— GIVEN REQUEST —
Reproduce every line of the records below, requests included, scaling each point coordinate in the answers by 0.8 and rounding to the nearest whole number, with halves rounded up. Leave the numbers in the requests and their format samples unchanged.

— PROVIDED ENTRIES —
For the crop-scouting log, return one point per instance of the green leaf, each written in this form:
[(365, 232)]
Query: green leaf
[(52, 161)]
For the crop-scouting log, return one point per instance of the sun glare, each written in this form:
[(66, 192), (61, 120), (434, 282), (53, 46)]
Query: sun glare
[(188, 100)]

— RESPONSE BELOW —
For the crop-scouting log, return one point per instance of the green leaf, each written in this form:
[(365, 232)]
Query: green leaf
[(42, 129)]
For the crop-scouting log, return one point per instance of the sun glare, each written in this form:
[(66, 192), (61, 120), (434, 282), (53, 46)]
Query: sun glare
[(150, 80)]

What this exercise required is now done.